(Collected data entries)
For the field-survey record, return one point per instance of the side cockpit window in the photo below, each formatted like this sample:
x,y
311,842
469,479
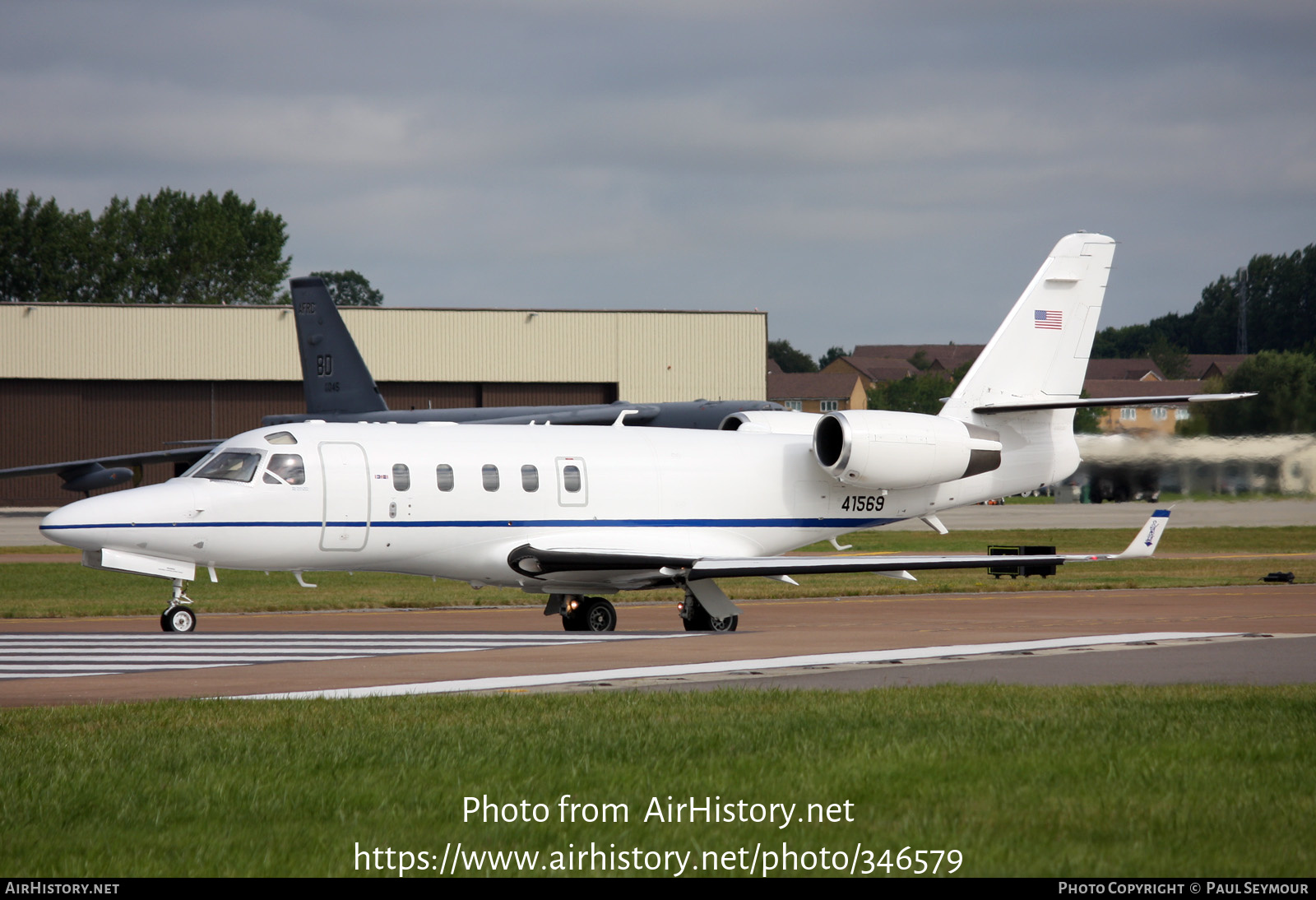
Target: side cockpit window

...

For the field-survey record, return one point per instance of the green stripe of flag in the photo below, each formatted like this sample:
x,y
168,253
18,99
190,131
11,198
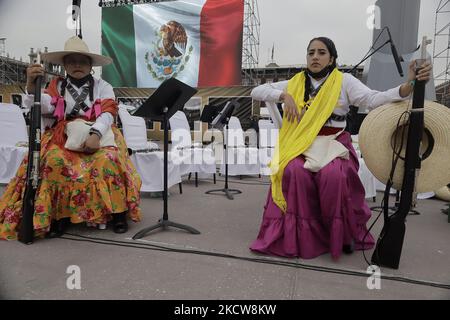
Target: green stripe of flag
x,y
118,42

# Exercise description:
Identify every line of the data above that contains the string "survey", and copy each of those lines in full.

# Response for this exercise:
For the field-survey record, return one point per instance of the side cockpit window in the photo below, each formatted like this sample:
For the field-survey record, return one point per instance of the green stripe of flag in the photo below, each formatted like this sample:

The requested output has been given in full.